Data drawn from a collection
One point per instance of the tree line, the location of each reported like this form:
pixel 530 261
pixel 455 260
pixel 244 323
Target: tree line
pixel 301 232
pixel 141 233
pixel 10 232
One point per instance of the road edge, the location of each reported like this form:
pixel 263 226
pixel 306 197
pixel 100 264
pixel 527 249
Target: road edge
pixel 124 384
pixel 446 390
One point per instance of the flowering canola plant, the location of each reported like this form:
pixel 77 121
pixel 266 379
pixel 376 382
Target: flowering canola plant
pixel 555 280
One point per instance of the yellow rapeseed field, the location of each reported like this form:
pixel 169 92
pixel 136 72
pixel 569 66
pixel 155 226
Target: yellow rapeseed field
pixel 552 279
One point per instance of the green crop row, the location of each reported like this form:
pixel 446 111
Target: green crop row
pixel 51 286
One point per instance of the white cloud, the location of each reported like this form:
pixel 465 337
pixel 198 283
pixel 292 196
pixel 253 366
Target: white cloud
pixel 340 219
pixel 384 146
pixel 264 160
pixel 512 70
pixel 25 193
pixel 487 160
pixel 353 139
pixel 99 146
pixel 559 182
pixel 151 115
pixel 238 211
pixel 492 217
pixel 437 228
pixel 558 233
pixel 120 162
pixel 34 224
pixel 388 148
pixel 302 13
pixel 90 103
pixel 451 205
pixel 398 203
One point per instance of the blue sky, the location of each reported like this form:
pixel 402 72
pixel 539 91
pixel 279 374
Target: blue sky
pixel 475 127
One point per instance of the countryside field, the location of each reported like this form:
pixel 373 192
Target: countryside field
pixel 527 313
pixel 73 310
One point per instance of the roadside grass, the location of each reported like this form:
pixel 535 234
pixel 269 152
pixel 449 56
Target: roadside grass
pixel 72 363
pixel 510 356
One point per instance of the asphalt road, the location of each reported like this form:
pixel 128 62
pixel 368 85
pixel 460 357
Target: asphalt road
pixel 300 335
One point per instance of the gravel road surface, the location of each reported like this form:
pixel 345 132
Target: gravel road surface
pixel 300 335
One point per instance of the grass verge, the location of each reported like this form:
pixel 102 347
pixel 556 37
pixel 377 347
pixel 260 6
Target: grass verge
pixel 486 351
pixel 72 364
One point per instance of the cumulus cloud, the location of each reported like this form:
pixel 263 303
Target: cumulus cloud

> _TASK DESCRIPTION_: Write out every line of the items above as a JSON list of strings, with one string per line and any blank lines omitted.

> _WRITTEN RESPONSE_:
[
  "One point per instance of the tree line, the location of each reported like this form:",
  "pixel 530 261",
  "pixel 455 260",
  "pixel 244 323",
  "Target: tree line",
  "pixel 301 232",
  "pixel 141 233",
  "pixel 10 232",
  "One point per instance of the road edge, the location of each reported like this form:",
  "pixel 263 226",
  "pixel 306 197",
  "pixel 100 264",
  "pixel 527 249",
  "Target: road edge",
  "pixel 124 384",
  "pixel 446 390",
  "One point per instance of the flowering canola plant, the location of each reported like this form:",
  "pixel 77 121",
  "pixel 266 379",
  "pixel 376 382",
  "Target: flowering canola plant",
  "pixel 555 280",
  "One point per instance of the yellow rapeseed field, the location of each reported like this form:",
  "pixel 169 92",
  "pixel 136 72",
  "pixel 569 66",
  "pixel 155 226",
  "Target: yellow rapeseed field",
  "pixel 552 279",
  "One point per instance of the green crop row, the location of each reported like this form:",
  "pixel 446 111",
  "Target: green crop row",
  "pixel 51 286",
  "One point per instance of the white cloud, the location of each reported like this form:",
  "pixel 465 337",
  "pixel 198 283",
  "pixel 292 196",
  "pixel 253 366",
  "Target: white cloud",
  "pixel 340 219",
  "pixel 384 146",
  "pixel 264 160",
  "pixel 512 70",
  "pixel 25 193",
  "pixel 487 160",
  "pixel 353 139",
  "pixel 99 146",
  "pixel 559 182",
  "pixel 151 115",
  "pixel 238 211",
  "pixel 492 217",
  "pixel 437 228",
  "pixel 558 233",
  "pixel 120 162",
  "pixel 34 224",
  "pixel 388 148",
  "pixel 302 13",
  "pixel 90 103",
  "pixel 451 205",
  "pixel 398 203",
  "One point per instance of the blue sky, the location of each reported like this form:",
  "pixel 402 72",
  "pixel 539 91",
  "pixel 279 374",
  "Target: blue sky",
  "pixel 475 127",
  "One point per instance of the countryside field, the location of each reported like this form:",
  "pixel 373 192",
  "Target: countryside field",
  "pixel 527 313",
  "pixel 73 310",
  "One point per instance of the roadside grass, the location of each reported like this form:",
  "pixel 535 234",
  "pixel 269 152",
  "pixel 449 56",
  "Target: roadside grass",
  "pixel 72 363",
  "pixel 510 356",
  "One point per instance of the asphalt road, the location of each reported like this form:",
  "pixel 128 62",
  "pixel 368 85",
  "pixel 460 357",
  "Target: asphalt road",
  "pixel 300 335",
  "One point per instance of the gravel road surface, the location of each reported like this form:",
  "pixel 345 132",
  "Target: gravel road surface",
  "pixel 300 335",
  "One point per instance of the grass verge, the location of each reported like this form:",
  "pixel 102 347",
  "pixel 556 37",
  "pixel 377 347",
  "pixel 260 6",
  "Target: grass verge",
  "pixel 486 351",
  "pixel 72 364",
  "One point per instance of the cumulus cloud, the location of each reported like this form:",
  "pixel 263 303",
  "Target: cumulus cloud"
]